Provide only the number of lines below that hold "earring".

#### Data for review

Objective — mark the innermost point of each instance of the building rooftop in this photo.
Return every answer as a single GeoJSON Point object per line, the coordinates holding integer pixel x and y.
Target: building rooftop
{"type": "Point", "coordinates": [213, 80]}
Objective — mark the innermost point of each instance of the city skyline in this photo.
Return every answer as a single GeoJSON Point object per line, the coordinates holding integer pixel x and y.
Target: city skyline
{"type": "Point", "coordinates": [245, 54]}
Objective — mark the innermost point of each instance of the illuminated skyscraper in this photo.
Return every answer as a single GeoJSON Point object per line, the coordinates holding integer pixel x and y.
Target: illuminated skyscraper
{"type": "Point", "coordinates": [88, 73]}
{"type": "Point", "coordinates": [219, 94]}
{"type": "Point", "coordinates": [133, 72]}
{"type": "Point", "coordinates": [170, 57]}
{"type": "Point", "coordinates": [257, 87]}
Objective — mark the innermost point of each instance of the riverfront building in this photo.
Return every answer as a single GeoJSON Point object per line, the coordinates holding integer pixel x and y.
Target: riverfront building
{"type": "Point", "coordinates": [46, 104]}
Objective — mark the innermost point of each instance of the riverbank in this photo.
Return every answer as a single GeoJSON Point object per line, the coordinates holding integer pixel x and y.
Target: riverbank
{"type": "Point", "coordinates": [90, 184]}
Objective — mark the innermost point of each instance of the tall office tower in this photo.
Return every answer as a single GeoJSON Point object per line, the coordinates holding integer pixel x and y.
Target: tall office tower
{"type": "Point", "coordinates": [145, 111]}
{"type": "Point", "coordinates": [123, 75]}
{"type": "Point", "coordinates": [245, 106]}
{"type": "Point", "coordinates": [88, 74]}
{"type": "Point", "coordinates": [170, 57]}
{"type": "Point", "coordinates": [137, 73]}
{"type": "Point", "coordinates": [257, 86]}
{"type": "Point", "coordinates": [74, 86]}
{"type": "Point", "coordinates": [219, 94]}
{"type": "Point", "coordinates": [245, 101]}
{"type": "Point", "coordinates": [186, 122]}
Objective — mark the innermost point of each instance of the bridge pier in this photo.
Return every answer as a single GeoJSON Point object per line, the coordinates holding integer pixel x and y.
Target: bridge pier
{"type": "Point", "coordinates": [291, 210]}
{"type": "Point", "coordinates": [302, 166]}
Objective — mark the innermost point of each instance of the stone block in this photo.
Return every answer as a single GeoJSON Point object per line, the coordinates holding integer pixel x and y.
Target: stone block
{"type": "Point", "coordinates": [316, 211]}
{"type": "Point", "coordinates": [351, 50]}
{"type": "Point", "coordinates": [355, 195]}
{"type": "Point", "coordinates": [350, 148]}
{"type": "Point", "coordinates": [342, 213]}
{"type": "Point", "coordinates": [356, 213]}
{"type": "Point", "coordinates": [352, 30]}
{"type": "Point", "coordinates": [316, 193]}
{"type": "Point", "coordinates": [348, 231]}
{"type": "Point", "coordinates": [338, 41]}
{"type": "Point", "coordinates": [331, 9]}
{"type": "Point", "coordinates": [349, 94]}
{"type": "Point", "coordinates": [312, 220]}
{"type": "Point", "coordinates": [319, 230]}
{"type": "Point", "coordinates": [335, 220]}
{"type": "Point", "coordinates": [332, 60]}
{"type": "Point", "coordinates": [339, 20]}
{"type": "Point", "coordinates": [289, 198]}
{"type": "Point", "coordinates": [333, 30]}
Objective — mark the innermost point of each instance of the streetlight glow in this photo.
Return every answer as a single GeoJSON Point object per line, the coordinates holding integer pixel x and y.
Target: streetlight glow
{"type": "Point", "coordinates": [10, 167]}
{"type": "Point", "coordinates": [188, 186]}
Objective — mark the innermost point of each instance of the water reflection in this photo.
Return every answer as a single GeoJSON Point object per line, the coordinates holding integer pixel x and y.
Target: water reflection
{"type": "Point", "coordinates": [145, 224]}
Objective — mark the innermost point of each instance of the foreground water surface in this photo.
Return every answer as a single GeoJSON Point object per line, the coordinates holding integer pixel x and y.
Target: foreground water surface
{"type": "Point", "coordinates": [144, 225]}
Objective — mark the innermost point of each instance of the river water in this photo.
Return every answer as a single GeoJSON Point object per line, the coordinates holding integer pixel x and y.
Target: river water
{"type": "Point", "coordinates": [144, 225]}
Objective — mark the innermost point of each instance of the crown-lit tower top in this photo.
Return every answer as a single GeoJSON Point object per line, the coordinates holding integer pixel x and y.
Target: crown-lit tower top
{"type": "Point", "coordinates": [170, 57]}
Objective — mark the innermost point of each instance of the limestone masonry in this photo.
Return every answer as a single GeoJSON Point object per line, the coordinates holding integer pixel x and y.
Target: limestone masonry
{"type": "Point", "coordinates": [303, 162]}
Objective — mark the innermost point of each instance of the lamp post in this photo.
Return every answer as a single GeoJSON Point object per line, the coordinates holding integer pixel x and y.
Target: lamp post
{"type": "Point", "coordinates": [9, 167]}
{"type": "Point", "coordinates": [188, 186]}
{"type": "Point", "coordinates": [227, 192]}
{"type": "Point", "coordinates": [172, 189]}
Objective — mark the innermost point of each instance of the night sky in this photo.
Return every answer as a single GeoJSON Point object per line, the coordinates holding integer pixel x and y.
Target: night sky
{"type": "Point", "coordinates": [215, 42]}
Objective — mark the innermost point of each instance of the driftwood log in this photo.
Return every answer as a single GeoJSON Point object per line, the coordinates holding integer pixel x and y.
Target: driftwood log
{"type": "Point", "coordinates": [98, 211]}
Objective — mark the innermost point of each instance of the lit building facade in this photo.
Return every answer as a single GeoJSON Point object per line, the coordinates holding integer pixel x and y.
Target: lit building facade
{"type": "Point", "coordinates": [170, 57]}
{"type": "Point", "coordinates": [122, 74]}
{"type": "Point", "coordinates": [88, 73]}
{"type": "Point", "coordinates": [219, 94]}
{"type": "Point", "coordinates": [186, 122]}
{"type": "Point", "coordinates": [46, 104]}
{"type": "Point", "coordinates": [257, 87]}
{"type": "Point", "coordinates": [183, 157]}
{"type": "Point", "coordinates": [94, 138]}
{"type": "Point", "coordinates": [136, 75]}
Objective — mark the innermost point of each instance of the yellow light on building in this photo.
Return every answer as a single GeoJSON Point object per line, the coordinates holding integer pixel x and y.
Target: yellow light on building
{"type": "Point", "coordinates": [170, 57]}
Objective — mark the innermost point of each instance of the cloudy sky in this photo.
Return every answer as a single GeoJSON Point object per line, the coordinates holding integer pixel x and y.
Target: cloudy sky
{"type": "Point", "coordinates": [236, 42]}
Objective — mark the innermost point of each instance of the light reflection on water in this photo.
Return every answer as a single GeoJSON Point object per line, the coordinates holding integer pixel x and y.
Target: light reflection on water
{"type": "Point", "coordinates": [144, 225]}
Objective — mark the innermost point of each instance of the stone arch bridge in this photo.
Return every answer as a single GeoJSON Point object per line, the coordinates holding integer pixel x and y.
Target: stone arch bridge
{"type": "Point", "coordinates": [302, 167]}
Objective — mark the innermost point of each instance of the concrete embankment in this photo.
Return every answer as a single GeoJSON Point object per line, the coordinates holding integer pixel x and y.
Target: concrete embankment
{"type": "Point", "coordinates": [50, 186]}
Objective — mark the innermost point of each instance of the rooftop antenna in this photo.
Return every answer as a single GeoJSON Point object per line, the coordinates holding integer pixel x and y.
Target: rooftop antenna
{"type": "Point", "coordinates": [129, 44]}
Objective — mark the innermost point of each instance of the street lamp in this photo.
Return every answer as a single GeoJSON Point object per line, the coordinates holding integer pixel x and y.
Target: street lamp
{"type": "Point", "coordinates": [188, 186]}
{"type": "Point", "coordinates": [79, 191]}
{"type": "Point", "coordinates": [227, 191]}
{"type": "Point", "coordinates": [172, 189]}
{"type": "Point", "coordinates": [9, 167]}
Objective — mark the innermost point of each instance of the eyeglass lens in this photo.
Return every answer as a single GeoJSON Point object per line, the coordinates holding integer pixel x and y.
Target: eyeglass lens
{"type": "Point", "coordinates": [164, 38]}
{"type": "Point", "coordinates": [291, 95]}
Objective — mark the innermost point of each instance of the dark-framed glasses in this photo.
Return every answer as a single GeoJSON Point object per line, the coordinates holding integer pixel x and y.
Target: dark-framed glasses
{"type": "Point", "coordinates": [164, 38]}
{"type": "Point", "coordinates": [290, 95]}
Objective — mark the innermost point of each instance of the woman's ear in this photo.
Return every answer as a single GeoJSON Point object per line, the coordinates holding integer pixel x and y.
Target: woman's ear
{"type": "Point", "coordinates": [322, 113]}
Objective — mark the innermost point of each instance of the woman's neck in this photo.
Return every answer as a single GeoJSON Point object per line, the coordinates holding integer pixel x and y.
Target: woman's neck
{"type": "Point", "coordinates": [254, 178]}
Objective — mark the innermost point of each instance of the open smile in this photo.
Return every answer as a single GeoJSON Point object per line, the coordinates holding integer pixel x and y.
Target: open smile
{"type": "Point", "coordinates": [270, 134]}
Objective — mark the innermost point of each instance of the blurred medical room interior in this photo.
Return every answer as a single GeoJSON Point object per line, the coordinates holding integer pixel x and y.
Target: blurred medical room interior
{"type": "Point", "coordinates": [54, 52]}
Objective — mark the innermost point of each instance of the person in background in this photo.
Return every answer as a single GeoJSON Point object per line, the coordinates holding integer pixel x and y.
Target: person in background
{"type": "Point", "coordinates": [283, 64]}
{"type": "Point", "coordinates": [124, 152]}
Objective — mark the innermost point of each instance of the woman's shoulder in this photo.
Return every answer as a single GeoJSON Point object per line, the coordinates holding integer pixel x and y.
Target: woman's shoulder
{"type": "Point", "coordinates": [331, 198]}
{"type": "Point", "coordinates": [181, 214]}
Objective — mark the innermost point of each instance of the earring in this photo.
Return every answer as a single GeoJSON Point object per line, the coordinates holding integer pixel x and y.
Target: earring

########

Completed exercise
2